BEGIN
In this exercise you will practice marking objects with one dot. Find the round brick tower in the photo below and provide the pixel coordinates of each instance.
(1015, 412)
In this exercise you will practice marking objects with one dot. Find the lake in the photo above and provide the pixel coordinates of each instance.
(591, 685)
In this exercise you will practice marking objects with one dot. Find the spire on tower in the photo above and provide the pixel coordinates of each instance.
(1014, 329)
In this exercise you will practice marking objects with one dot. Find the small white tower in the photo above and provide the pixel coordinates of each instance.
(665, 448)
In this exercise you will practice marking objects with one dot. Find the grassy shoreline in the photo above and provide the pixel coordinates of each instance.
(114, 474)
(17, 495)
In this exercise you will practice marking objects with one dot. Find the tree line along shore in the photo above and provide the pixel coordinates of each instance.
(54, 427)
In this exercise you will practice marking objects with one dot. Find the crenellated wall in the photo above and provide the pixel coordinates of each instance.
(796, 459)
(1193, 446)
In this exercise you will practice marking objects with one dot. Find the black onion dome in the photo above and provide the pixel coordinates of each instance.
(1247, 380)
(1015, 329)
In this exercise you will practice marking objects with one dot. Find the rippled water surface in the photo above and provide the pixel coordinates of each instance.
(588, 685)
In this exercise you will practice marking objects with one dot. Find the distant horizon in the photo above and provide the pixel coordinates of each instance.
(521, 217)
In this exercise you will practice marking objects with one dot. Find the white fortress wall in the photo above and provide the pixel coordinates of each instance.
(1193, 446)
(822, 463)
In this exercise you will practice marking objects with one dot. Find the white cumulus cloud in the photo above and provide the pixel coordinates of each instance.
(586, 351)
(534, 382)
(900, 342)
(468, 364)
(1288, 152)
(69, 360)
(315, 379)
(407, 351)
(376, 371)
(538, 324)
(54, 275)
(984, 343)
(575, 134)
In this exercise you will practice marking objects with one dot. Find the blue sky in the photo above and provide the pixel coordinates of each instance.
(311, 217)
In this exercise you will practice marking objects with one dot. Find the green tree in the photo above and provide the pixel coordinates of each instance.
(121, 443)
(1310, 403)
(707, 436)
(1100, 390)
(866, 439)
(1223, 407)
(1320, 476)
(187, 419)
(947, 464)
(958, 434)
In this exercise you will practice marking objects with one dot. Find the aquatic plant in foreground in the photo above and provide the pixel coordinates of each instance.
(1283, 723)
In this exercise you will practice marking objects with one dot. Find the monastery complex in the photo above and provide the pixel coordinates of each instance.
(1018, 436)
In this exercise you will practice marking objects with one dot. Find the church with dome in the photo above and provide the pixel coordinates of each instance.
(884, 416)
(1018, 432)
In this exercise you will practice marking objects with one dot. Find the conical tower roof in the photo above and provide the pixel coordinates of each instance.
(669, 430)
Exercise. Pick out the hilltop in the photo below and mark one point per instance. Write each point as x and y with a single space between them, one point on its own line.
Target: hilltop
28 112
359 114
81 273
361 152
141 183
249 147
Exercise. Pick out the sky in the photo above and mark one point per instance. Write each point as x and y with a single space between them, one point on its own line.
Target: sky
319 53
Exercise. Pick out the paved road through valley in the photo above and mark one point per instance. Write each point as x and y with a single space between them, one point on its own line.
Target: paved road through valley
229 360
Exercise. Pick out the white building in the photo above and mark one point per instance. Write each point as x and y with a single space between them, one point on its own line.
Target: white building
END
Problem details:
Find the lines above that contain "single" and give their count, with nothing added.

Task response:
4